Goal of the exercise:
Extract the rows verbatim, starting at the line containing "Mark any visible coastal village building." and ending at the line containing "[45,163,127,239]", with both of those lines included. Omit the pictures from your output.

Exercise material:
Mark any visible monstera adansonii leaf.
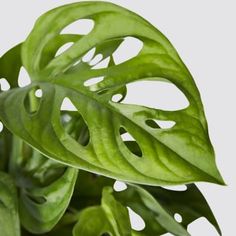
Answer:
[10,137,78,234]
[0,2,223,185]
[0,45,22,171]
[0,171,20,236]
[70,171,221,236]
[73,187,131,236]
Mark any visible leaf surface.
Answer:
[10,137,78,234]
[73,187,131,236]
[0,171,20,236]
[0,2,223,185]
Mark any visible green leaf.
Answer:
[0,171,20,236]
[73,187,131,236]
[0,44,22,171]
[71,171,221,236]
[0,2,223,185]
[10,137,78,234]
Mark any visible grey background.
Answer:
[0,0,236,236]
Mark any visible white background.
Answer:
[0,0,236,236]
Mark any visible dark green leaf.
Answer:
[10,137,77,234]
[0,171,20,236]
[0,2,223,185]
[73,187,131,236]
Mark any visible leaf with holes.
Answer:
[0,45,22,171]
[0,2,223,185]
[10,137,77,234]
[73,187,131,236]
[0,171,20,236]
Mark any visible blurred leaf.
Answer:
[0,171,20,236]
[73,187,131,236]
[10,137,77,234]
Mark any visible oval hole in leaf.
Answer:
[84,76,104,87]
[146,119,176,129]
[162,185,187,191]
[61,97,90,146]
[0,78,11,91]
[120,127,143,157]
[113,180,127,192]
[92,57,110,70]
[122,81,189,111]
[82,48,96,62]
[27,194,47,204]
[61,19,94,35]
[174,213,183,223]
[127,207,146,231]
[35,89,43,98]
[113,37,143,65]
[55,42,74,57]
[111,94,123,102]
[188,217,219,235]
[0,121,3,133]
[61,97,77,111]
[89,54,103,66]
[24,86,42,114]
[18,67,31,88]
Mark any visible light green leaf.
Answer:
[0,44,22,171]
[0,171,20,236]
[10,137,78,234]
[73,187,131,236]
[71,171,221,236]
[0,2,223,185]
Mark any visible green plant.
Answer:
[0,2,224,236]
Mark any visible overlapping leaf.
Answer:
[62,171,221,236]
[10,138,77,234]
[0,171,20,236]
[0,2,223,185]
[0,45,22,171]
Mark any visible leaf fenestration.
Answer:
[0,2,224,185]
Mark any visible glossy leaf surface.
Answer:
[73,187,131,236]
[0,2,223,185]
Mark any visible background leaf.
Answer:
[0,2,223,185]
[0,171,20,236]
[73,187,131,236]
[10,137,78,234]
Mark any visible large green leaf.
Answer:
[0,172,20,236]
[0,2,223,185]
[73,187,131,236]
[10,137,78,234]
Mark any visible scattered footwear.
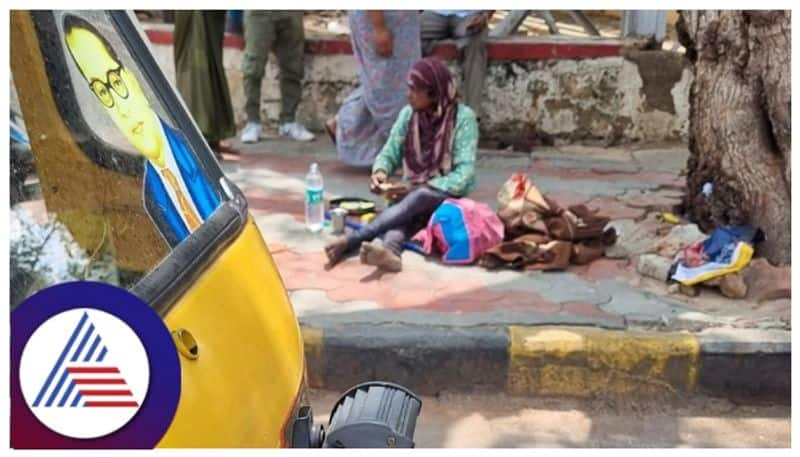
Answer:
[278,122,314,141]
[359,239,403,273]
[241,122,261,143]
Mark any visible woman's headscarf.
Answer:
[403,57,458,184]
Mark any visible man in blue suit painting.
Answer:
[64,15,220,247]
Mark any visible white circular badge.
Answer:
[19,308,150,438]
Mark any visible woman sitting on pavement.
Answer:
[325,58,478,271]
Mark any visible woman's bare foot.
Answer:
[359,240,403,272]
[325,236,347,267]
[325,117,336,145]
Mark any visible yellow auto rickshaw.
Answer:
[10,10,421,447]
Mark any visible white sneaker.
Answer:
[241,122,261,143]
[278,122,314,141]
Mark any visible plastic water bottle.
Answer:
[306,163,325,232]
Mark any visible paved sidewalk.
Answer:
[224,138,791,330]
[223,138,791,395]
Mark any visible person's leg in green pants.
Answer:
[275,11,314,141]
[241,11,275,143]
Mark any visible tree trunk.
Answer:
[677,11,791,264]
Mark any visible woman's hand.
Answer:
[369,170,388,194]
[467,11,494,33]
[383,186,409,203]
[374,26,394,57]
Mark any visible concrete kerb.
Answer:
[302,324,791,404]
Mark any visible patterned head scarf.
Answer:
[403,57,458,184]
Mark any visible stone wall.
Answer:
[147,37,692,147]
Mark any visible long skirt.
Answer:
[336,11,421,167]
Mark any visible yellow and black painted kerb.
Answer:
[303,324,791,402]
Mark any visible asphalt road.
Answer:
[310,390,791,448]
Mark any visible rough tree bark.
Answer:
[677,11,791,264]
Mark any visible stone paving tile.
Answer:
[570,258,638,282]
[597,279,687,323]
[226,141,791,328]
[561,301,621,320]
[253,212,325,253]
[289,289,382,317]
[547,191,591,207]
[586,197,645,220]
[242,187,305,222]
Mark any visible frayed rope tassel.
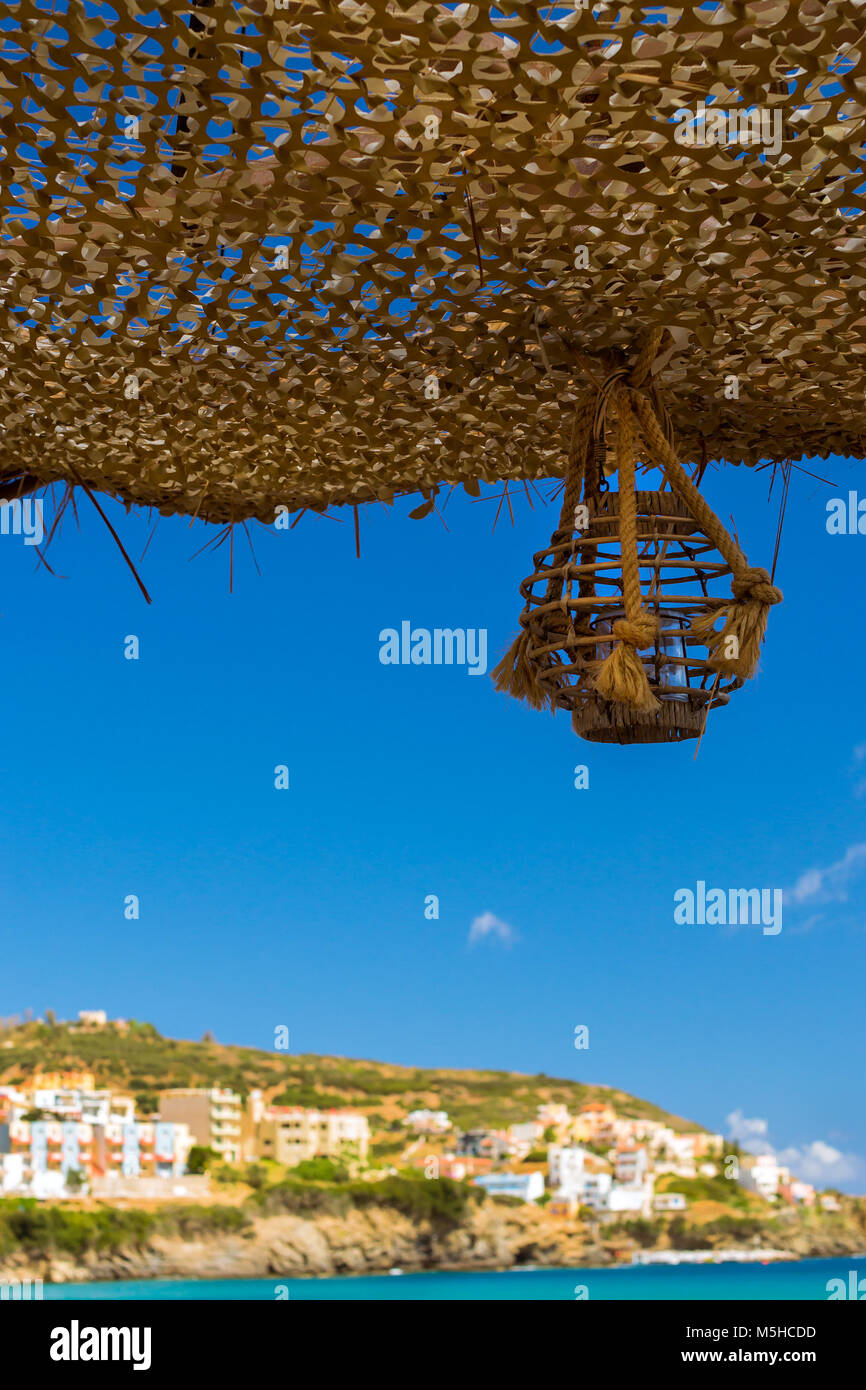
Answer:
[595,609,659,714]
[491,627,552,709]
[692,569,781,680]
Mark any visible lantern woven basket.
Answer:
[521,491,742,744]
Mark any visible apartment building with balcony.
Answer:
[256,1105,370,1168]
[160,1086,243,1163]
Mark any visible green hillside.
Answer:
[0,1020,708,1131]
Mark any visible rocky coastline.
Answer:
[0,1202,866,1284]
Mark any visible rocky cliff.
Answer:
[0,1202,865,1284]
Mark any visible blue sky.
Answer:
[0,460,866,1190]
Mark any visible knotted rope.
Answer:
[492,328,781,713]
[620,391,783,678]
[595,410,659,714]
[491,398,595,709]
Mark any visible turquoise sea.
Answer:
[44,1255,866,1302]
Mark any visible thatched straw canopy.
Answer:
[0,0,866,521]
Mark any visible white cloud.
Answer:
[726,1111,769,1148]
[468,912,517,947]
[726,1111,866,1187]
[776,1138,866,1187]
[785,844,866,905]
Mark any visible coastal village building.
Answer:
[0,1119,192,1197]
[406,1111,450,1134]
[652,1193,688,1212]
[456,1129,510,1163]
[613,1144,646,1187]
[473,1173,545,1202]
[254,1105,370,1168]
[740,1154,791,1201]
[548,1144,585,1197]
[160,1086,243,1163]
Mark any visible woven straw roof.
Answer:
[0,0,866,521]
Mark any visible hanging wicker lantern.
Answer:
[511,492,742,744]
[493,334,781,744]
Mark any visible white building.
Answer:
[613,1145,646,1187]
[406,1111,450,1134]
[509,1120,545,1151]
[607,1183,651,1213]
[740,1154,788,1201]
[548,1144,585,1197]
[652,1193,688,1212]
[473,1172,545,1202]
[580,1173,613,1211]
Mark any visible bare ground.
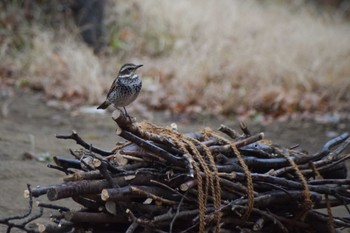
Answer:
[0,90,350,231]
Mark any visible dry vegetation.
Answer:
[0,0,350,116]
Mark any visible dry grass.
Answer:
[0,0,350,115]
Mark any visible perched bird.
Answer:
[97,63,143,118]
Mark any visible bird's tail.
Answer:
[97,100,110,109]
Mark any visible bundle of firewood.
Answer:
[2,111,350,233]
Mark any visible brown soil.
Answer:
[0,90,350,231]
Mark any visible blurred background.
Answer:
[0,0,350,118]
[0,0,350,222]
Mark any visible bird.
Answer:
[97,63,143,119]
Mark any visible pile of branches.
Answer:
[0,111,350,233]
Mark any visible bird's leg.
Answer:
[123,107,132,122]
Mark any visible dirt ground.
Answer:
[0,90,350,231]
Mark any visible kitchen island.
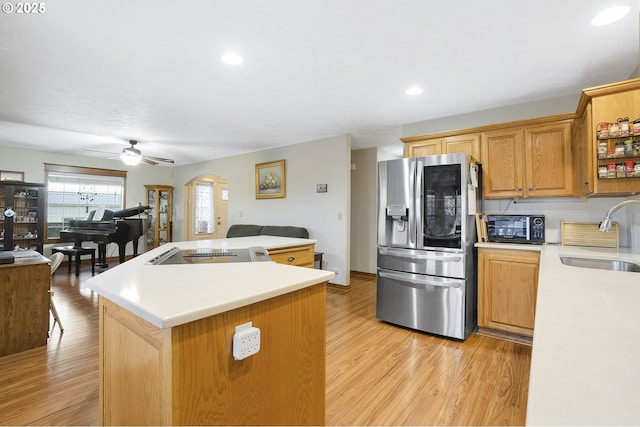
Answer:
[477,243,640,425]
[86,236,335,425]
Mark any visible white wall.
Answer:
[402,93,580,136]
[173,135,351,285]
[351,147,402,274]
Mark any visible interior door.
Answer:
[184,175,229,240]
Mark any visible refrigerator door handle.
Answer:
[410,159,423,248]
[408,160,420,248]
[378,271,462,288]
[378,246,462,262]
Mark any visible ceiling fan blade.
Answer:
[81,148,119,156]
[142,156,158,165]
[144,156,175,163]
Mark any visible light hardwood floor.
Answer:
[0,266,531,425]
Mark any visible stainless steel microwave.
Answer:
[487,215,545,244]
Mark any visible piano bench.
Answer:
[51,246,96,276]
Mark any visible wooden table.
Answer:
[0,254,51,357]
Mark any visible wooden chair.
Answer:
[49,252,64,336]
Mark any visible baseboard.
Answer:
[475,328,533,346]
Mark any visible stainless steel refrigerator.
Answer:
[376,154,482,339]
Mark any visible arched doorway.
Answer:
[184,175,229,240]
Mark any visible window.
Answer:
[194,182,215,234]
[45,163,127,239]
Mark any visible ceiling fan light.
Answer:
[120,151,142,166]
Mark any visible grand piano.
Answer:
[60,206,151,268]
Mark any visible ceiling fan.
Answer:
[120,139,174,166]
[84,139,175,166]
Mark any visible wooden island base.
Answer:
[100,282,326,425]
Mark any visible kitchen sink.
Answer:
[560,256,640,273]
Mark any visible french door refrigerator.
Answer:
[376,154,482,340]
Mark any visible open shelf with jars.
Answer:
[598,135,640,179]
[0,181,45,253]
[596,117,640,179]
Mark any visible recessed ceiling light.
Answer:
[591,6,630,25]
[222,52,242,65]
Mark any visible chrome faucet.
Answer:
[600,199,640,231]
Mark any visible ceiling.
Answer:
[0,0,640,165]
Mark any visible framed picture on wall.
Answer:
[256,159,287,199]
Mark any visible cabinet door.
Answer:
[524,122,573,197]
[442,133,482,162]
[482,128,525,199]
[478,248,540,336]
[404,138,442,157]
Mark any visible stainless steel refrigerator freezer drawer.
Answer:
[376,269,468,339]
[378,246,466,279]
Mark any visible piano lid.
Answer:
[113,206,151,218]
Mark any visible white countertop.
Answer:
[85,236,335,328]
[478,244,640,425]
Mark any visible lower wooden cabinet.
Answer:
[99,282,326,426]
[478,248,540,337]
[269,244,315,268]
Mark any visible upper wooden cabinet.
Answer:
[573,79,640,196]
[482,120,573,199]
[402,133,480,161]
[401,114,575,199]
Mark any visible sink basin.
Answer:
[560,256,640,273]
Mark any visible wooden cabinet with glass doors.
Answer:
[144,185,173,250]
[0,181,46,253]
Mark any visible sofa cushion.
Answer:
[227,224,262,238]
[260,225,309,239]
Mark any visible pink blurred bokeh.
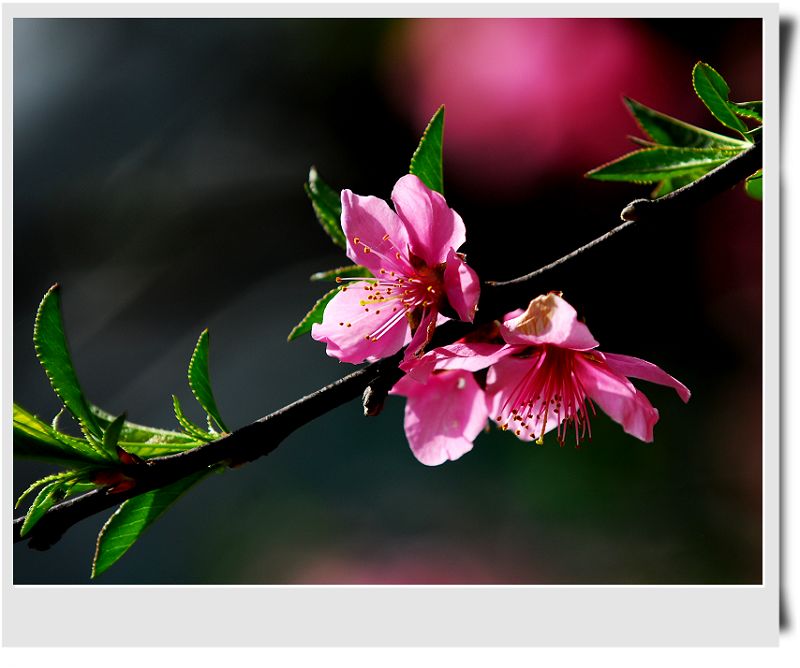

The response:
Mark any visible coastal village building.
Answer:
[0,1119,192,1197]
[406,1111,450,1134]
[652,1193,688,1212]
[456,1129,510,1163]
[613,1144,646,1187]
[473,1173,545,1202]
[254,1105,370,1168]
[740,1154,791,1201]
[548,1144,585,1197]
[160,1086,243,1163]
Mark any visible woven straw roof.
Answer:
[0,0,866,521]
Mark any visible hanging wicker lantern.
Answer:
[511,492,742,744]
[493,334,781,744]
Mark any visible white building.
Answer:
[613,1145,646,1187]
[406,1111,450,1134]
[509,1120,545,1151]
[607,1183,651,1213]
[740,1154,788,1201]
[548,1144,585,1197]
[652,1193,688,1212]
[473,1172,545,1202]
[580,1173,613,1211]
Mark any visible bare ground.
Answer:
[0,90,350,231]
Mark any visible dry vegetation.
Answer:
[0,0,350,116]
Mark any visible dry grass.
Answer:
[0,0,350,115]
Mark any visible perched bird.
Answer:
[97,63,143,118]
Mark any visible bird's tail.
Answer:
[97,100,110,109]
Mark any visible bundle of firewood.
Answer:
[2,111,350,233]
Mark any visible brown soil.
Answer:
[0,90,350,231]
Mark any visible blurred background.
Answer:
[0,0,350,118]
[0,0,350,222]
Mark any visible bird.
Answer:
[97,63,143,119]
Mark any visible pile of branches.
Answer:
[0,111,350,233]
Mark any visible bird's leg.
Answer:
[123,107,132,122]
Mark any visible dirt ground.
Answer:
[0,90,350,231]
Mark any visible kitchen island.
Answer:
[477,243,640,425]
[86,236,335,425]
Mark any visible white wall.
Answer:
[402,93,580,136]
[173,135,351,285]
[351,147,402,274]
Mark any visible interior door.
Answer:
[184,175,229,240]
Mark any visible refrigerator door handle.
Answer:
[410,159,423,248]
[408,160,420,248]
[378,271,462,288]
[378,246,462,262]
Mark any visible ceiling fan blade.
Answer:
[81,148,119,156]
[142,156,158,165]
[144,156,175,163]
Mark any visible light hardwood floor.
Answer:
[0,266,531,425]
Mark any visible stainless steel microwave.
Answer:
[487,215,545,244]
Mark any visible piano bench.
Answer:
[51,246,96,276]
Mark any visible wooden table.
Answer:
[0,254,51,357]
Mark any visible wooden chair.
Answer:
[49,252,64,336]
Mark any visible baseboard.
Answer:
[475,328,533,346]
Mark any visible stainless steel refrigerator.
Answer:
[376,154,482,339]
Mark any visible arched doorway.
Answer:
[184,175,229,240]
Mark any visible window.
Answer:
[194,182,215,234]
[45,163,127,239]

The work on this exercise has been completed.